═════ Data supplied

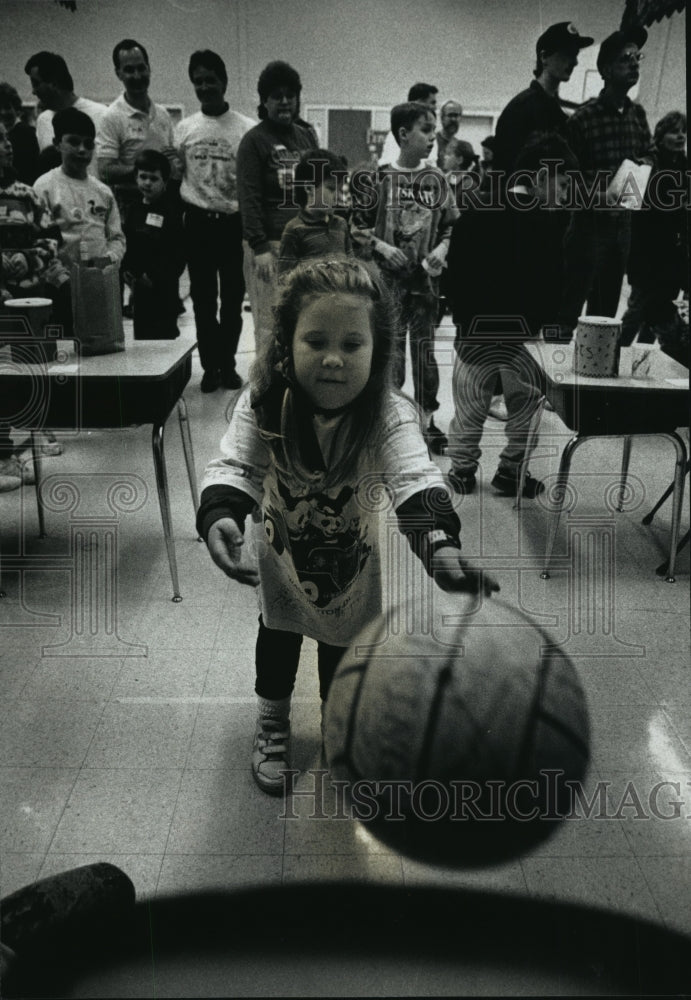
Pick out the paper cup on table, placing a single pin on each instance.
(28, 343)
(596, 348)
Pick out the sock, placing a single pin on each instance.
(274, 708)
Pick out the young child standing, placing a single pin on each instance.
(497, 307)
(403, 215)
(317, 231)
(155, 256)
(29, 266)
(83, 208)
(319, 426)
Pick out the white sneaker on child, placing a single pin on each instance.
(10, 474)
(270, 754)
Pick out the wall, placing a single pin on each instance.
(355, 52)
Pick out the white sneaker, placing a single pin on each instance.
(497, 408)
(270, 754)
(25, 462)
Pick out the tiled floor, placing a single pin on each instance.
(144, 760)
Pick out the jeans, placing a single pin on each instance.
(214, 259)
(262, 296)
(473, 385)
(648, 309)
(417, 309)
(277, 658)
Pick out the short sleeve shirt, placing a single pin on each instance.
(318, 549)
(125, 130)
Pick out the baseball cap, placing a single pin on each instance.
(618, 40)
(563, 35)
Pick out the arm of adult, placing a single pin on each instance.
(225, 542)
(111, 169)
(250, 177)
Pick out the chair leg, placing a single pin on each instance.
(531, 441)
(668, 492)
(626, 456)
(680, 470)
(560, 494)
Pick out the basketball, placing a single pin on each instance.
(457, 731)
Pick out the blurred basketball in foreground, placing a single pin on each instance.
(459, 744)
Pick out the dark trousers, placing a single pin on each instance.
(277, 658)
(156, 309)
(648, 310)
(416, 304)
(214, 261)
(596, 252)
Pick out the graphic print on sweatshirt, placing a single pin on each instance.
(321, 533)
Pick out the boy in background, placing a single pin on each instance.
(403, 216)
(155, 256)
(505, 282)
(82, 207)
(317, 231)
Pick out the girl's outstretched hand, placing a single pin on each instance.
(452, 573)
(225, 541)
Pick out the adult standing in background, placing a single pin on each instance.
(131, 123)
(22, 136)
(207, 143)
(421, 93)
(604, 132)
(267, 157)
(537, 108)
(52, 83)
(451, 114)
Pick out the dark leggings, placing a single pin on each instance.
(277, 658)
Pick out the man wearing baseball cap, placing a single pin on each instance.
(603, 132)
(537, 109)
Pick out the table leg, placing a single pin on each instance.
(626, 457)
(38, 468)
(164, 503)
(530, 443)
(559, 493)
(187, 449)
(677, 500)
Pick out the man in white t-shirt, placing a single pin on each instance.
(52, 84)
(131, 123)
(207, 143)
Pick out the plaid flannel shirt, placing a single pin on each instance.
(602, 137)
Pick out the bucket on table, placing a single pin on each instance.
(596, 348)
(28, 342)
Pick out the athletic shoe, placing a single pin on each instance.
(506, 483)
(25, 462)
(231, 381)
(461, 482)
(436, 439)
(10, 475)
(270, 754)
(210, 381)
(20, 467)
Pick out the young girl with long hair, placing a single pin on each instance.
(314, 445)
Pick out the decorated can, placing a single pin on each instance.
(597, 347)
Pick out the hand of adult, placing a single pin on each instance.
(266, 265)
(392, 255)
(225, 542)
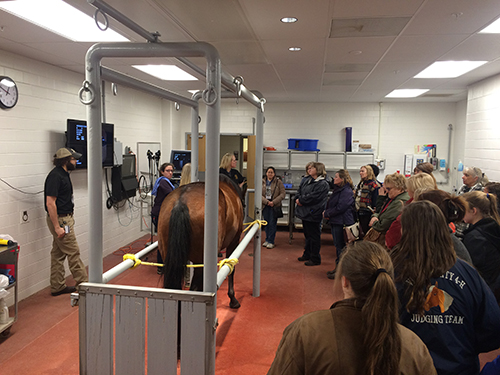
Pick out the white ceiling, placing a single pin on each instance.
(352, 50)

══════════

Without any pictures, reproduce exactly the lines from the line that contains "Pick out the table" to the end of the entries above, both ends included.

* **Completed exercise**:
Pick out the table leg, placing a single pin on each instance.
(626, 457)
(38, 468)
(164, 503)
(530, 443)
(559, 493)
(187, 449)
(677, 500)
Pick out the man in white t-shirt, placing a single pin on each instance.
(52, 84)
(131, 123)
(207, 143)
Pick out the plaid flannel shirt, placing a single pin on each instance.
(602, 137)
Pick out the bucket on table, placing a single pin on each instance.
(596, 348)
(28, 342)
Pick out the athletic shoe, placing a single pin on each instance.
(506, 483)
(25, 462)
(231, 381)
(461, 482)
(436, 439)
(10, 475)
(270, 754)
(210, 381)
(20, 467)
Pick out the young girl with long hair, placing a single pin on each instance.
(314, 445)
Pick out the decorated can, placing a single pin on each instance.
(597, 347)
Pick out the hand of adult, placing a single pin on each instance.
(266, 265)
(392, 255)
(225, 542)
Pick out the white ceiling, placing a single pin on each instance.
(352, 50)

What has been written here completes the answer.